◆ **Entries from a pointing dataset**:
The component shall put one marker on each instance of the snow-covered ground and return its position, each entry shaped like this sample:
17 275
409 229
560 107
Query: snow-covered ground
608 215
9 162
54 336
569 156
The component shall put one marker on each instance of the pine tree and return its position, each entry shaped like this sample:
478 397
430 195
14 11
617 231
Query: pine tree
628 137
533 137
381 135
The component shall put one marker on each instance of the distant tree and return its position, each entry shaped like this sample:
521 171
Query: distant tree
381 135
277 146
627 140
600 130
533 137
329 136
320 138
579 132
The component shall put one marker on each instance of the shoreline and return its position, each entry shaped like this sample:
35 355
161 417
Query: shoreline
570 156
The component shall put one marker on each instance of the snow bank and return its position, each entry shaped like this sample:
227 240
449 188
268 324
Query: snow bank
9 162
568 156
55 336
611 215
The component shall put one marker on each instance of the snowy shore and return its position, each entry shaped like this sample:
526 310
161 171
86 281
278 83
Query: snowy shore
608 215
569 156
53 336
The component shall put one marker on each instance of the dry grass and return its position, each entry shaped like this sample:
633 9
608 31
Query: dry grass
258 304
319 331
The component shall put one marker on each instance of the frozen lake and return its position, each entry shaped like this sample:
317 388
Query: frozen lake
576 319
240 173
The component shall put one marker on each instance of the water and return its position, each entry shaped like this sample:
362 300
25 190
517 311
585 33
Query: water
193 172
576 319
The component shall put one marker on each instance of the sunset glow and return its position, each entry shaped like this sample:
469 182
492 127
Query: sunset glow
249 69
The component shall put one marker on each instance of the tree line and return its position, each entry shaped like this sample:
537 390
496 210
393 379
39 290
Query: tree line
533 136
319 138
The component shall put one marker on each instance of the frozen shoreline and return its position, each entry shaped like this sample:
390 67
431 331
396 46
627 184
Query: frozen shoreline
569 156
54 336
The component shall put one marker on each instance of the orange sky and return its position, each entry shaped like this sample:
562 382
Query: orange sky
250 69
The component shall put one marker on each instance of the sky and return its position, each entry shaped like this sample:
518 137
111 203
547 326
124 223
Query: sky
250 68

◆ **Given exercise**:
Begin at the line that has "of the orange" and stop after the last line of the items, copying every line in between. Add -127 to each number in the answer coordinates and leave all other numbers unchanged.

◆ **Exercise output**:
The component shall put one marker on each instance of the orange sky and return its position, each entry shaped like this sample:
562 382
Query: orange sky
123 -58
The component shall put one marker on each instance of the sky and return its position, each entry shaped like this sample:
518 137
111 203
547 326
124 223
Query: sky
123 -59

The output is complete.